Requirement 1: In the methods text, list every measure or method that the final paragraph names for assessing agreement between survey self-reports and medical records.
Requirement 2: According to the methods text, which weight was used when more than one weight was taken within 1 year of a survey?
Requirement 3: Extend the study methods text with a further passage that picks up right after its final sentence.

---------- Source text

For primary analyses, no restrictions were placed on the temporal sequence such that diagnostic codes in medical records could appear at any time in relation to survey self-report. This approach recognizes the clinical circumstance in which a patient may be informed of a likely diagnosis with confirmation of that diagnosis not appearing in the medical record until a future time. Additional analyses restricted diagnostic codes to those appearing prior to the date of survey self-report to better inform the interpretation of concordance between a self-reported condition and a diagnosis confirmed in the medical record. Codes indicating personal history of a condition were not utilized in additional analyses investigating temporality because these codes lack a date of diagnosis.

Objective height and weight measurements from VHA vital signs medical records were compared with survey-reported height and weight, with weight measurements considered if taken within 1 year of a corresponding survey. For instances in which more than one weight was taken within 1 year of a survey, the weight recorded closest to the date of survey was used. When multiple height measurements were available, the mode was used for both medical records and survey responses. For instances in which all available height measurements were different, the first height recorded was used. Weights < 80 lb or > 500 lb and heights < 48 inches or > 95 inches were omitted from analysis as extreme values.

Problem drinking was assessed on the Millennium Cohort Study survey using 5 items from the Patient Health Questionnaire (PHQ) assessing risky alcohol use behaviors, with probable problem drinking defined as positive endorsement of at least 1 of the 5 items (e.g., driving a car after drinking too much) in the last 12 months [18]. Self-reported alcohol use in the medical record was taken from VHA health factors data and assessed using the Alcohol Use Disorders Identification Test-Concise (AUDIT-C) alcohol dependence screening tool, with scores of 3 or more for women or 4 or more for men indicating alcohol misuse [19]. The AUDIT-C assessment closest in time prior to a completed survey date was compared with the survey PHQ responses. If more than one AUDIT-C alcohol assessment was completed on the same day for a participant, the highest score was used.

Participants were classified as ever smokers via survey responses if they reported at any survey wave that they had smoked 100 cigarettes or more in their lifetime. Smoking was assessed in medical records via VHA health factors data, using the smoking assessments recorded closest to a corresponding survey date.

Demographic, military, and veteran characteristics were examined by enrollment panel and among those who self-reported one or more conditions. The prevalence of the 39 conditions of interest in survey records, VHA medical records only, and combined VHA-MDR medical records were examined, as well as the agreement between these sources. Positive and negative agreement were calculated for the comparisons of self-reported conditions with those diagnosed in medical records [20, 21]. For the purposes of this study, we calculated positive agreement as 2a/[N + (a—d)] and negative agreement as 2d/[N—(a—d)], where “a” represents true positives for the condition, “d” represents true negatives for the condition, and N represents the total number of individuals. Youden’s J statistic was used to measure overall concordance between the medical record and survey responses [22] because this measure accounts for both sensitivity and specificity and is therefore independent of the prevalence of conditions of interest [22, 23]. Positive and negative agreement and Youden’s were also calculated to compare health behaviors (smoking and alcohol use) between survey self-reports and medical records. Bland–Altman plots were used to examine the agreement between self-reported and medical record measurements of height and weight and evaluate bias between the mean differences of these measurements [24].

--------------------
---------- Information given

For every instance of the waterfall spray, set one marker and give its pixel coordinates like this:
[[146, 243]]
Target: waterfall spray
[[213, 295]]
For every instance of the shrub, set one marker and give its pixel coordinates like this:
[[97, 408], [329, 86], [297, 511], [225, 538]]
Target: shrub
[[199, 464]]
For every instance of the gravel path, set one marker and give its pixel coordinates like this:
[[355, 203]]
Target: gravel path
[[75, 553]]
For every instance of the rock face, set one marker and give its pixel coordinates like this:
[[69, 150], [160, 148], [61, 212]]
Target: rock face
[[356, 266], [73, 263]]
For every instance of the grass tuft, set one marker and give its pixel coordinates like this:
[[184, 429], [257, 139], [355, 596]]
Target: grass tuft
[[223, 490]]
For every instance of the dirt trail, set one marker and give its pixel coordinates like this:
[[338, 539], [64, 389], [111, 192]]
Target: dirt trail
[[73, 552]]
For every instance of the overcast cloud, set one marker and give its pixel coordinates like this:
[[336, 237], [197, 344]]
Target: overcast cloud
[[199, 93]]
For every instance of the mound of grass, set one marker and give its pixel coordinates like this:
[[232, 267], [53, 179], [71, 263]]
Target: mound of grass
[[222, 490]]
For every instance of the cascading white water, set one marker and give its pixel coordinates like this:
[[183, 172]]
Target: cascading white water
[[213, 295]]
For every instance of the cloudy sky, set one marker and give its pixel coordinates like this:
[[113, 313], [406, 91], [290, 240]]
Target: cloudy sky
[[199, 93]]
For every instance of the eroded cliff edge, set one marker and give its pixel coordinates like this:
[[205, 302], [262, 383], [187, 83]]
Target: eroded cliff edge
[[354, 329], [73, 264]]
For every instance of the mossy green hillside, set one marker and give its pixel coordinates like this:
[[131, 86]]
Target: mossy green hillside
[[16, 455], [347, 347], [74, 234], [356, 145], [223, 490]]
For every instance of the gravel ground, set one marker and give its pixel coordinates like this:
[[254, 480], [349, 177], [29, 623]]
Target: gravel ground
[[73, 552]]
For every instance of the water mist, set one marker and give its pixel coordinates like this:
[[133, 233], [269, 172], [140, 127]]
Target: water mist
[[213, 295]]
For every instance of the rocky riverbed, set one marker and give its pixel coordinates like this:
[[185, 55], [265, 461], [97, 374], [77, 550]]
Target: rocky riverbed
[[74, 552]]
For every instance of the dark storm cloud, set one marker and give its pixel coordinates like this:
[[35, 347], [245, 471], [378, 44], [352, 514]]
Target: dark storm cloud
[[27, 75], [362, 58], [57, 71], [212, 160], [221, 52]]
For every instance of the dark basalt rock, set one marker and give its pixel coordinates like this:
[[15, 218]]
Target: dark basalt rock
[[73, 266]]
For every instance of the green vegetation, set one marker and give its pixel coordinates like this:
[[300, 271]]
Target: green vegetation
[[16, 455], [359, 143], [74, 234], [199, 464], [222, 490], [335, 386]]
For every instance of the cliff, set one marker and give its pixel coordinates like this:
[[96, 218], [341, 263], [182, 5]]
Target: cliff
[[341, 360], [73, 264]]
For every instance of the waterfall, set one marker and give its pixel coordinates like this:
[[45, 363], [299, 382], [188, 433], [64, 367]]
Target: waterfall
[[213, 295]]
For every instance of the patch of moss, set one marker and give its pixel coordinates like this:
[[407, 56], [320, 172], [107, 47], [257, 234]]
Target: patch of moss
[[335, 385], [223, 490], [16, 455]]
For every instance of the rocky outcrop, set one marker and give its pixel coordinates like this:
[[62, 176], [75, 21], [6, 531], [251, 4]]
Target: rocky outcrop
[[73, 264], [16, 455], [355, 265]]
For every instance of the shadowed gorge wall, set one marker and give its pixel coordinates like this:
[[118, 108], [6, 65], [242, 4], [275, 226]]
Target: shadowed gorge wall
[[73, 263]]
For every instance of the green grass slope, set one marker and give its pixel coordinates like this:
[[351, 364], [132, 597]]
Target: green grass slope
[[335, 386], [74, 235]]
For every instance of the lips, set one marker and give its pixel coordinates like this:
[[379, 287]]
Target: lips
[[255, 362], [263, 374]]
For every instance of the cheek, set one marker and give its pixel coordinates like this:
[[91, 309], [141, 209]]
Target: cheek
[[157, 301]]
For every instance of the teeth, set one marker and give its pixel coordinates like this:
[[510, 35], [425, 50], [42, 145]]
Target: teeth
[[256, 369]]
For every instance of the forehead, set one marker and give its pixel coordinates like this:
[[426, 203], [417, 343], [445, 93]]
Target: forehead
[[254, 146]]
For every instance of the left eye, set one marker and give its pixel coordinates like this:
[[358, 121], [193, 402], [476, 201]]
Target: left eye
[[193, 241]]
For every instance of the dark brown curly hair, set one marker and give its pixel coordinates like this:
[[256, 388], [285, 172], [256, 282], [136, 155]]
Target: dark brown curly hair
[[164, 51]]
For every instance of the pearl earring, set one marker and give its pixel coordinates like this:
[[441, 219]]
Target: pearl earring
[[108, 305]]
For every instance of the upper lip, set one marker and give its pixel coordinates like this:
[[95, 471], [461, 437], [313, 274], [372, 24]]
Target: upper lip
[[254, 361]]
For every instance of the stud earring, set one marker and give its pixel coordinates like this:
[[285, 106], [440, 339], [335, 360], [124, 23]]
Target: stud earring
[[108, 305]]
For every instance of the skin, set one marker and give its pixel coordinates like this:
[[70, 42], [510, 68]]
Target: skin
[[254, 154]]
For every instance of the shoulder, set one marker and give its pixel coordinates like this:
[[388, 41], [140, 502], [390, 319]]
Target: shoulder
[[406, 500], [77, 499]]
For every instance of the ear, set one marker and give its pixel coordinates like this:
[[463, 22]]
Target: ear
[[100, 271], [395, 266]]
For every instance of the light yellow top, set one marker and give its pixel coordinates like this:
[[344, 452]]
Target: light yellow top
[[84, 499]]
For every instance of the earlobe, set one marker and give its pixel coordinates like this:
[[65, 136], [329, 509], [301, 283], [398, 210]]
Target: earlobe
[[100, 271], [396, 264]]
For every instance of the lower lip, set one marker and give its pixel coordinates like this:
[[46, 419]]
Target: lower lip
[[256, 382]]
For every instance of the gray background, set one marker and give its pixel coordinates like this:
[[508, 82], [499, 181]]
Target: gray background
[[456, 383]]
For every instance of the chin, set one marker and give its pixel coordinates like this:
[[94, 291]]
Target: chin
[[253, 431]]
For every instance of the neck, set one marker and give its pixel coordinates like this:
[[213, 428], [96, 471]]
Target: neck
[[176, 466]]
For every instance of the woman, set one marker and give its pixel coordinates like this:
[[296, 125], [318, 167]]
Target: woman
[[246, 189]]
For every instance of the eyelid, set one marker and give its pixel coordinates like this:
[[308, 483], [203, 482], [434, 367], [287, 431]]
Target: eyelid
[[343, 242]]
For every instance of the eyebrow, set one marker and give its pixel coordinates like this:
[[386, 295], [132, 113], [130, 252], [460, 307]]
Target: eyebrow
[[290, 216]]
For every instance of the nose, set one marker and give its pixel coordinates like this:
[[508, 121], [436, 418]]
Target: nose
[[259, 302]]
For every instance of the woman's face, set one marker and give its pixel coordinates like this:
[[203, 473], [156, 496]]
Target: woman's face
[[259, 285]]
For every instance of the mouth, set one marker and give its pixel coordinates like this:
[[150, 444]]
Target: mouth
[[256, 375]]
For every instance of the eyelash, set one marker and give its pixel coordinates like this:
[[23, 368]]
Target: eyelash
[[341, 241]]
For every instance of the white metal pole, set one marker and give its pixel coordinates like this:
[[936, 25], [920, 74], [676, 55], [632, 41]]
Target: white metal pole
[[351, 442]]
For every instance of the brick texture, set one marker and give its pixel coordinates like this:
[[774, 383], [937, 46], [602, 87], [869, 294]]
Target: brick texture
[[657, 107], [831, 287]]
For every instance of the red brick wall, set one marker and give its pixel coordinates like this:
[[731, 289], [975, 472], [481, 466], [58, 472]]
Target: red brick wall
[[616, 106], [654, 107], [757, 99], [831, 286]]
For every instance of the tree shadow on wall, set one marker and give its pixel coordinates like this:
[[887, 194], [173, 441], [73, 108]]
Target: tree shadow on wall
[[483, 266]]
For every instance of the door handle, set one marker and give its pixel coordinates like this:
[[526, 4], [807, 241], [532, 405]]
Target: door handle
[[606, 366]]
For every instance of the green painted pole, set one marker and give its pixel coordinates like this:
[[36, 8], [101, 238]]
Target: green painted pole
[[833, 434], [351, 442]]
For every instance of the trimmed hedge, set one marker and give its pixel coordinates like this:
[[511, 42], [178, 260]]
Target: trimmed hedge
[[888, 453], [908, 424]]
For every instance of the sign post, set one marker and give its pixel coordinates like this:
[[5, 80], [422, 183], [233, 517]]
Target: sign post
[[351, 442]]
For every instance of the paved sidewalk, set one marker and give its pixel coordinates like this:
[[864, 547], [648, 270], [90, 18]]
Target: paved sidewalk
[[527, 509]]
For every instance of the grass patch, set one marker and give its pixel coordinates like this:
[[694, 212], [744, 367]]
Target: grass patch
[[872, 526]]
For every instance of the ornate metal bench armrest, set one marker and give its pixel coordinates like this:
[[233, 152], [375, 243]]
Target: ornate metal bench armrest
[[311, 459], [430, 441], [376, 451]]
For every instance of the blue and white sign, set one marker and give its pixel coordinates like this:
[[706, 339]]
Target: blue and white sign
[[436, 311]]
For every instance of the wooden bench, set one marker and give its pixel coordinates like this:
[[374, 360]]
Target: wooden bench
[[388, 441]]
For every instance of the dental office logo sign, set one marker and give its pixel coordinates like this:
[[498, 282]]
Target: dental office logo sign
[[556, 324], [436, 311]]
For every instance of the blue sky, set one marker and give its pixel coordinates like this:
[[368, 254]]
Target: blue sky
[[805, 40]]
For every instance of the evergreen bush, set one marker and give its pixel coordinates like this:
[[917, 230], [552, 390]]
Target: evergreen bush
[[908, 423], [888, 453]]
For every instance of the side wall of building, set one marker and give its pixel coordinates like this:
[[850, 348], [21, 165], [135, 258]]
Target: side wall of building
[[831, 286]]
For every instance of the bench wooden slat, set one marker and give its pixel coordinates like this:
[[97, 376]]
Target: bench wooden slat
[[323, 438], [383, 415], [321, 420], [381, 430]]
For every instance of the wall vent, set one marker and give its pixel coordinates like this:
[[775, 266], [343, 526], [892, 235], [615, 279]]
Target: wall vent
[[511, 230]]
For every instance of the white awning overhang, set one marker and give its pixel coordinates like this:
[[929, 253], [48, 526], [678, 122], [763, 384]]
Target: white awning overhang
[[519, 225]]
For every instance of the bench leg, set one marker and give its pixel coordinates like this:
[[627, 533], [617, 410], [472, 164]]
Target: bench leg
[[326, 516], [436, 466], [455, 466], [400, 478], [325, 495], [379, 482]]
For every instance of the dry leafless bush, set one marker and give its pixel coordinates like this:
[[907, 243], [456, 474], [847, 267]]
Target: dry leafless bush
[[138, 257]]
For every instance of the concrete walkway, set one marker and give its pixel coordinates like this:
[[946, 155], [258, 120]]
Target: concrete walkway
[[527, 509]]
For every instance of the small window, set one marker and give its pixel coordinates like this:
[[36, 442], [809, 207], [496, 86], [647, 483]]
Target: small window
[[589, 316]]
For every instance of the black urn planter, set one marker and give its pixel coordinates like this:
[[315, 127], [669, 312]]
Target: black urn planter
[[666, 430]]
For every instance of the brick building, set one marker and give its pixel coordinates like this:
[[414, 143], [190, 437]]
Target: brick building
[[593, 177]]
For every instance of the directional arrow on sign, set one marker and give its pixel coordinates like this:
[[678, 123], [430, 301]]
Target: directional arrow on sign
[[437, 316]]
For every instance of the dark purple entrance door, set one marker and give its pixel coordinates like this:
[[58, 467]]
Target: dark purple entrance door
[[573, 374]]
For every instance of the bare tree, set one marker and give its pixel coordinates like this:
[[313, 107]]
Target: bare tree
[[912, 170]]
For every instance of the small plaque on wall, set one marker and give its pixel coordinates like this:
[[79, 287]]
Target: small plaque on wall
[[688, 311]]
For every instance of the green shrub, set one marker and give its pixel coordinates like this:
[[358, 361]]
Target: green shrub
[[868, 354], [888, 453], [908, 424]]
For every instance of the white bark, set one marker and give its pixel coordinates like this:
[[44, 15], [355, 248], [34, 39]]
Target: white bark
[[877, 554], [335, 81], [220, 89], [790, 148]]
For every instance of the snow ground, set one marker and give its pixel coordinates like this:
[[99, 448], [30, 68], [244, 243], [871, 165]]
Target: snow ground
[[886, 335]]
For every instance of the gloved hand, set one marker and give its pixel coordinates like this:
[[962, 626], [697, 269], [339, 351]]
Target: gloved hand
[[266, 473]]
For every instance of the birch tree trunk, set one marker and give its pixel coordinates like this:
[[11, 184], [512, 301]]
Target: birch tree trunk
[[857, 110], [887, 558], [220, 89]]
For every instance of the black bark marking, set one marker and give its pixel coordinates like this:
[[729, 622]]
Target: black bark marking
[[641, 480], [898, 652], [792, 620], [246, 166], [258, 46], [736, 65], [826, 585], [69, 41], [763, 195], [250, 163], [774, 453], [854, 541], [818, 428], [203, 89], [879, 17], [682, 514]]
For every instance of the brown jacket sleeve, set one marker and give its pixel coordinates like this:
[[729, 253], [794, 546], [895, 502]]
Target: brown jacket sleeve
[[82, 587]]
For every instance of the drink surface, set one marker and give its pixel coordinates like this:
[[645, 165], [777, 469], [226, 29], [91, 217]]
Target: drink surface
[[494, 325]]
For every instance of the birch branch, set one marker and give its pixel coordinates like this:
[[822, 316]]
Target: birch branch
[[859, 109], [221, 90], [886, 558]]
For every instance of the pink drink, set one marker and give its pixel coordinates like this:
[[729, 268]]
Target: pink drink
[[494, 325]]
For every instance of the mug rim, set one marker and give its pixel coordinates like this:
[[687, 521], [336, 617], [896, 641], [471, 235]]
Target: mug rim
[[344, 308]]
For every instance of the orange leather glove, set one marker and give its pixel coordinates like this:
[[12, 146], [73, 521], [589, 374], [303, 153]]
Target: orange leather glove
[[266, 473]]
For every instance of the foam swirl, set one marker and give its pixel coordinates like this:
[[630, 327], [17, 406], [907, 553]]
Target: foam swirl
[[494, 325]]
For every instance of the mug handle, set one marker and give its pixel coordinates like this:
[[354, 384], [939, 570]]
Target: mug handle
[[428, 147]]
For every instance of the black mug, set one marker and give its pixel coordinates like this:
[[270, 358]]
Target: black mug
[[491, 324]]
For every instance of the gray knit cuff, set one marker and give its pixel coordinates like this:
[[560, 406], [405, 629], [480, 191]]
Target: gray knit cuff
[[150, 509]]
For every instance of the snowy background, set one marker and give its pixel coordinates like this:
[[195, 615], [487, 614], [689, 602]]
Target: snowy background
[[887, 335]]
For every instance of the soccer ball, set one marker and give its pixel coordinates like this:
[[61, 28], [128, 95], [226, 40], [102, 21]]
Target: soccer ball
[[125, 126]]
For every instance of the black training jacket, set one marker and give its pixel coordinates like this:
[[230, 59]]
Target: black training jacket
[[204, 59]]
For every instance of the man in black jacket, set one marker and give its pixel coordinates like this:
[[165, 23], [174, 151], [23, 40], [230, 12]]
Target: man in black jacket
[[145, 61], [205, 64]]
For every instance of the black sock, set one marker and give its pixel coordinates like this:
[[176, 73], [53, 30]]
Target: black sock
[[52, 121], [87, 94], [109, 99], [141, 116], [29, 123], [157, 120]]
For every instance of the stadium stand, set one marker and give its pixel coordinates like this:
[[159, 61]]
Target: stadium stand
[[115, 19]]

--------------------

Task result 1: Positive agreement, negative agreement, Youden's J statistic, and Bland–Altman plots.

Task result 2: The weight recorded closest to the date of the survey was used.

Task result 3:
The main analyses compared survey self-reported conditions with medical record conditions classified using sensitive criteria and occurring at any time in relation to survey completion from VHA medical records only or from combined VHA-MDR medical records. Three additional variations of the main analyses were conducted: (1) with medical record diagnoses classified using specific criteria and occurring at any time in relation to survey completion, (2) with medical record diagnoses classified using sensitive criteria and temporally restricted to those occurring prior to survey completion, and (3) with medical record diagnoses classified using specific criteria and temporally restricted to those occurring prior to survey completion. The sensitivity and specificity of self-report in detecting medical record diagnoses by each case attainment strategy are reported in Additional File 2. Additional supplemental analyses investigated whether concordance of survey and medical record diagnosis varied by VHA user frequency. SAS software, version 9.4 (Cary, NC) was used for all analyses.

Of the 133,163 Millenium Cohort Study participants who had separated from service during the study period, 116,288 participants (or 87.3%) were identified in VHA records. Demographic, military, and veteran characteristics among these 116,288 participants are listed in Table 1. Among participants, 71.8% self-reported ever being told by a health professional that they had one or more of the 39 medical conditions on the survey. Specifically, a higher proportion of those who were female, in older age groups, married or separated/divorced, or had a service-connected disability, self-reported one or more medical conditions. Overall, 57.4% of participants were classified as high frequency VHA users.

Table 1 Characteristics of Millennium Cohort Study participants, by panel and number of conditions (N=116,288)

Full size table

The most prevalent condition identified by self-report, VHA records only, and VHA-MDR records was depression (26.5%, 39.5%, and 51.2% respectively), followed by migraine headaches (23.4%) and tinnitus (22.0%) for self-report surveys; posttraumatic stress disorder (PTSD; 30.3%) and sleep apnea (26.3%) for VHA records only; and sinusitis (41.0%) and sleep apnea (37.5%) for VHA-MDR records (Table 2). Mental health conditions, such as depression and PTSD, and endocrine/metabolic conditions, such as thyroid conditions and diabetes, were identified more often in medical records than in survey self-reports. Conditions associated with changing symptom severity, such as chronic fatigue syndrome, rheumatoid arthritis, and stomach/duodenal/peptic ulcer, were self-reported on surveys at a higher prevalence than what appeared in medical records. Most other conditions had comparable prevalence estimates between surveys and medical records or were slightly higher for surveys.

Table 2 Prevalence and agreement between self-report and medical record conditions, sensitive, at any time criterion (N=116,288)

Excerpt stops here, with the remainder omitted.